# PROBLEM DESCRIPTION
Repeat every one of the following rows word for word, leaving out the pictures.

# SUPPLIED RECORDS
>> Begin

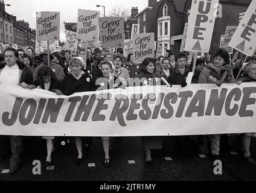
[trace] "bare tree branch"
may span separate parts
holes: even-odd
[[[122,17],[126,21],[130,15],[130,10],[127,8],[123,8],[121,5],[115,7],[110,11],[110,17]]]

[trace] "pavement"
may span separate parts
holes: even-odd
[[[77,153],[74,140],[71,139],[68,148],[57,143],[52,156],[54,169],[46,170],[46,141],[40,137],[26,137],[22,165],[16,174],[10,175],[2,173],[9,168],[10,151],[7,150],[10,141],[6,136],[0,136],[0,181],[254,181],[256,165],[244,160],[238,135],[235,137],[237,139],[231,148],[226,145],[226,138],[221,138],[222,174],[219,175],[214,174],[216,165],[208,155],[199,156],[196,138],[181,147],[179,137],[163,137],[163,149],[153,150],[153,162],[147,164],[141,138],[123,137],[121,141],[112,144],[111,165],[108,168],[103,165],[101,139],[97,138],[94,138],[89,154],[83,162],[74,165]],[[252,156],[256,158],[255,139],[252,139],[251,151]],[[33,173],[34,160],[40,162],[40,174]]]

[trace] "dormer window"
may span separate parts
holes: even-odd
[[[162,12],[164,13],[164,16],[167,16],[168,13],[168,7],[167,5],[164,5],[164,8],[162,10]]]

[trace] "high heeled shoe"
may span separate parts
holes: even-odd
[[[79,165],[83,161],[83,157],[82,158],[77,158],[75,161],[75,165]]]
[[[105,167],[108,167],[110,165],[110,160],[109,159],[105,159],[104,160],[104,165]]]

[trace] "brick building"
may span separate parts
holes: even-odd
[[[128,19],[124,21],[124,39],[131,39],[131,32],[132,24],[137,24],[138,22],[135,18],[135,16],[138,14],[138,7],[132,7],[131,15],[128,17]]]
[[[220,0],[219,11],[215,21],[213,38],[210,47],[210,52],[214,53],[220,47],[221,35],[225,34],[227,25],[238,25],[239,14],[247,10],[251,0]],[[189,16],[192,0],[187,0],[184,10]],[[185,17],[187,22],[188,17]]]
[[[36,46],[36,33],[32,31],[32,29],[30,28],[30,24],[24,20],[17,21],[16,23],[21,25],[24,28],[23,32],[23,46],[33,47]]]
[[[139,33],[155,33],[155,40],[157,40],[158,29],[156,10],[153,8],[157,4],[156,0],[149,0],[149,6],[135,16],[137,24],[139,25]]]
[[[12,16],[5,12],[4,1],[0,1],[0,41],[4,43],[13,43]]]

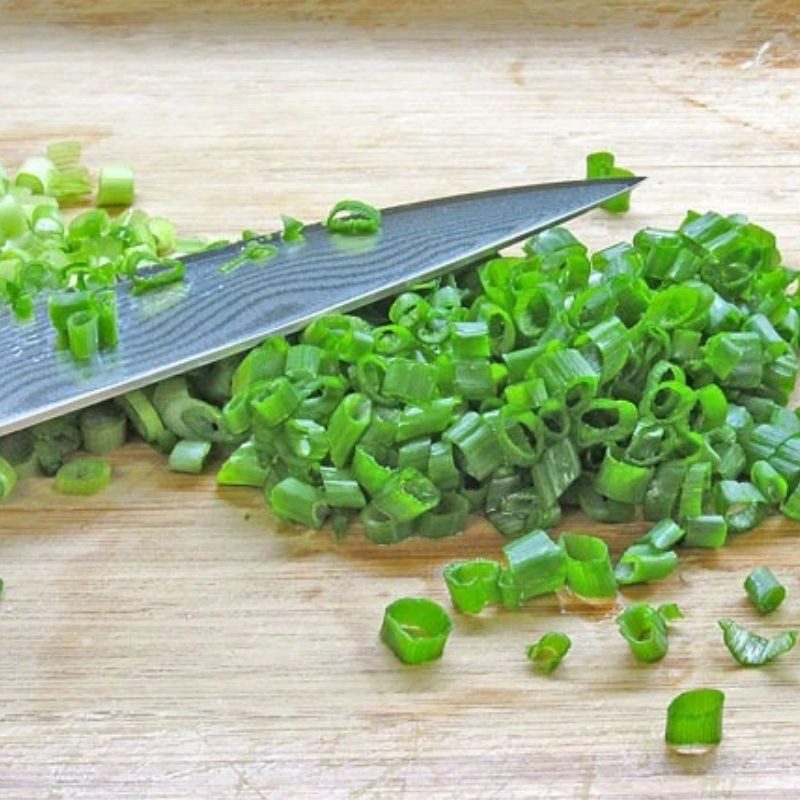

>> End

# SOLUTION
[trace] "bare tree branch"
may span separate parts
holes: even-odd
[[[122,17],[126,21],[130,15],[130,10],[127,8],[123,8],[121,5],[115,7],[110,11],[110,17]]]

[trace] "pavement"
may span separate parts
holes: even-odd
[[[77,153],[74,140],[71,139],[68,148],[57,143],[52,156],[54,169],[46,170],[46,141],[40,137],[26,137],[22,165],[16,174],[10,175],[2,173],[9,168],[10,151],[7,150],[10,141],[6,136],[0,136],[0,181],[254,181],[256,165],[244,160],[238,135],[235,137],[237,139],[231,148],[226,145],[226,138],[221,138],[222,174],[219,175],[214,174],[216,165],[208,155],[199,156],[196,138],[181,147],[179,137],[163,137],[163,149],[153,150],[153,162],[147,164],[141,138],[123,137],[121,141],[112,144],[111,165],[108,168],[103,165],[101,139],[97,138],[94,138],[89,154],[83,162],[74,165]],[[252,156],[256,158],[255,139],[252,139],[251,151]],[[33,173],[34,160],[40,162],[40,174]]]

[trace] "dormer window"
may span separate parts
holes: even-odd
[[[162,12],[164,13],[164,16],[167,16],[168,13],[168,7],[167,5],[164,5],[164,8],[162,10]]]

[trace] "high heeled shoe"
may span separate parts
holes: even-odd
[[[79,165],[83,161],[83,157],[82,158],[77,158],[75,161],[75,165]]]
[[[105,167],[108,167],[110,165],[110,160],[109,159],[105,159],[104,160],[104,165]]]

[trace] "brick building"
may span separate parts
holes: even-odd
[[[128,19],[124,21],[124,39],[131,39],[131,32],[132,24],[137,24],[138,22],[135,18],[135,16],[138,14],[138,7],[132,7],[131,15],[128,17]]]
[[[220,0],[219,11],[215,21],[213,38],[210,47],[210,52],[214,53],[220,47],[221,35],[225,34],[227,25],[238,25],[239,14],[247,10],[251,0]],[[189,16],[192,0],[187,0],[184,10]],[[185,17],[187,22],[188,17]]]
[[[36,46],[36,33],[32,31],[32,29],[30,28],[30,24],[24,20],[17,21],[16,23],[21,25],[24,28],[23,32],[23,46],[33,47]]]
[[[139,33],[155,33],[155,40],[157,40],[158,29],[156,10],[153,8],[157,4],[156,0],[149,0],[149,6],[135,16],[137,24],[139,25]]]
[[[12,16],[5,12],[4,1],[0,1],[0,41],[4,43],[13,43]]]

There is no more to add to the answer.